--- Material for this task ---
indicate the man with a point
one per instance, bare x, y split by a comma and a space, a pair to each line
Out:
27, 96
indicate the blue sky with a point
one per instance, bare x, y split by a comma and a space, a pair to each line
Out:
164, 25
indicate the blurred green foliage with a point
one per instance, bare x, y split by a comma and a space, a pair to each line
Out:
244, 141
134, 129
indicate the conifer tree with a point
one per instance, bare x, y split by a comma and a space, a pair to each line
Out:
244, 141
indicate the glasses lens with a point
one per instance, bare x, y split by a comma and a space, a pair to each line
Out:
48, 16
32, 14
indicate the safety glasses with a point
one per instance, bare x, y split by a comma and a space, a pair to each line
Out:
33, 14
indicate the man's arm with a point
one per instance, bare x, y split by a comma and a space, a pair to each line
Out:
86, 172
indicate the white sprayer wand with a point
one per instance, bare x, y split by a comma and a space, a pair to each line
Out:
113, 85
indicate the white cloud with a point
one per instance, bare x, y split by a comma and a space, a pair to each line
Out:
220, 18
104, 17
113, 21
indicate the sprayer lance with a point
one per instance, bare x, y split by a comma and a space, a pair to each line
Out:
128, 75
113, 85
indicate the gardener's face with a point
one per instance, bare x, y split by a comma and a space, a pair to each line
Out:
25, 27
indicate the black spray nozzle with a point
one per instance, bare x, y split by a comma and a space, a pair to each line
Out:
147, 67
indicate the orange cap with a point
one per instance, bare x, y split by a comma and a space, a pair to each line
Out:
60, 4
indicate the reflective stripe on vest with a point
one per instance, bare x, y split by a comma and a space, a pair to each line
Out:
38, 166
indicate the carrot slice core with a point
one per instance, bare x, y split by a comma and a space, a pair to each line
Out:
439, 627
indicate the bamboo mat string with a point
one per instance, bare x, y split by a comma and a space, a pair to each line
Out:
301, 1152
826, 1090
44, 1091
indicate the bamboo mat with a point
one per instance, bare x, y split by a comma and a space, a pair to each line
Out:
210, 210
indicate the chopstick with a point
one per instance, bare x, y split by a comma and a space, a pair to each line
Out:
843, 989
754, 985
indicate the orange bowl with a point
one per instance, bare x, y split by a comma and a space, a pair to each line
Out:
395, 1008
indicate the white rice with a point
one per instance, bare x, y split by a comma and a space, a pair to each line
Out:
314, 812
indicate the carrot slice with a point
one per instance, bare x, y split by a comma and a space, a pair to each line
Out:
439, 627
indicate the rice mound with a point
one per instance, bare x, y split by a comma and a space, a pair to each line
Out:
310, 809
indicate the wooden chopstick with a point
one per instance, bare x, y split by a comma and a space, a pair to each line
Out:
---
* Work to do
Convert every line of the entries above into a JSON list of strings, with one string per line and any blank lines skipped.

* Response
[
  "indicate the man with a point",
  "one per instance, bare x, y split by a comma and a space, a pair to each line",
  "Out:",
  "27, 96",
  "indicate the blue sky with a point",
  "one per instance, bare x, y split by a comma and a space, a pair to each line",
  "Out:",
  "164, 25",
  "indicate the blurred green foliage with a point",
  "one per instance, bare x, y split by a comma and a space, a pair to each line",
  "Out:",
  "244, 141",
  "134, 129",
  "indicate the conifer tree with a point",
  "one per instance, bare x, y split by a comma and a space, a pair to each line",
  "Out:",
  "244, 141",
  "indicate the glasses lens with a point",
  "one per instance, bare x, y split by a comma and a space, a pair to each line",
  "Out:",
  "48, 16",
  "32, 14",
  "indicate the safety glasses with a point",
  "one per instance, bare x, y split by a comma and a space, a pair to each line",
  "Out:",
  "33, 14",
  "indicate the man's arm with a point",
  "one per instance, bare x, y split by a comma and a space, a pair to each line",
  "Out:",
  "86, 172",
  "indicate the white sprayer wand with a point",
  "one per instance, bare x, y split by a comma and a space, a pair to each line",
  "Out:",
  "113, 85",
  "indicate the white cloud with a point",
  "one per instance, bare x, y split by a comma and a space, a pair to each line",
  "Out:",
  "220, 18",
  "104, 17",
  "113, 21",
  "indicate the sprayer lance with a point",
  "one per instance, bare x, y split by a comma and a space, a pair to each line",
  "Out:",
  "128, 75",
  "113, 85",
  "indicate the gardener's face with a point",
  "one per instance, bare x, y split by a comma and a space, a pair to each line",
  "Out:",
  "25, 27",
  "indicate the black spray nozzle with a point",
  "one per instance, bare x, y split by a comma and a space, a pair to each line",
  "Out:",
  "147, 67",
  "indicate the orange cap with a point",
  "one per instance, bare x, y split by a comma and a space, a pair to each line",
  "Out:",
  "60, 4",
  "indicate the reflective stripe on vest with a point",
  "one per instance, bare x, y split by a comma and a space, a pair to each line",
  "Out:",
  "38, 166",
  "indicate the carrot slice core with a point",
  "one per instance, bare x, y split by a comma and a space, a pair to each line",
  "Out:",
  "439, 627",
  "indicate the bamboo mat string with a point",
  "one per instance, bare x, y split by a comma and a space, a pair to each line",
  "Out:",
  "301, 1152",
  "826, 1090",
  "44, 1091",
  "indicate the bamboo mat with a point",
  "one per instance, bare x, y split by a comma and a space, a pair to each line",
  "Out:",
  "210, 210",
  "indicate the chopstick with a point",
  "one per instance, bare x, y split by a comma and a space, a pair to each line",
  "Out:",
  "843, 989",
  "754, 985",
  "indicate the orange bowl with a point",
  "one per instance, bare x, y split by a comma and a space, a pair to each line",
  "Out:",
  "395, 1008",
  "indicate the white rice with a point",
  "one per instance, bare x, y split by a comma and a space, a pair to each line",
  "Out:",
  "314, 812",
  "indicate the carrot slice with a point",
  "one per instance, bare x, y split by a comma and a space, a pair to each line",
  "Out:",
  "439, 627",
  "indicate the rice mound with a point",
  "one per instance, bare x, y split by a comma and a space, a pair to each line",
  "Out:",
  "310, 809",
  "indicate the wooden chopstick with a point",
  "one per instance, bare x, y split by a comma and a space, a pair to each line",
  "Out:"
]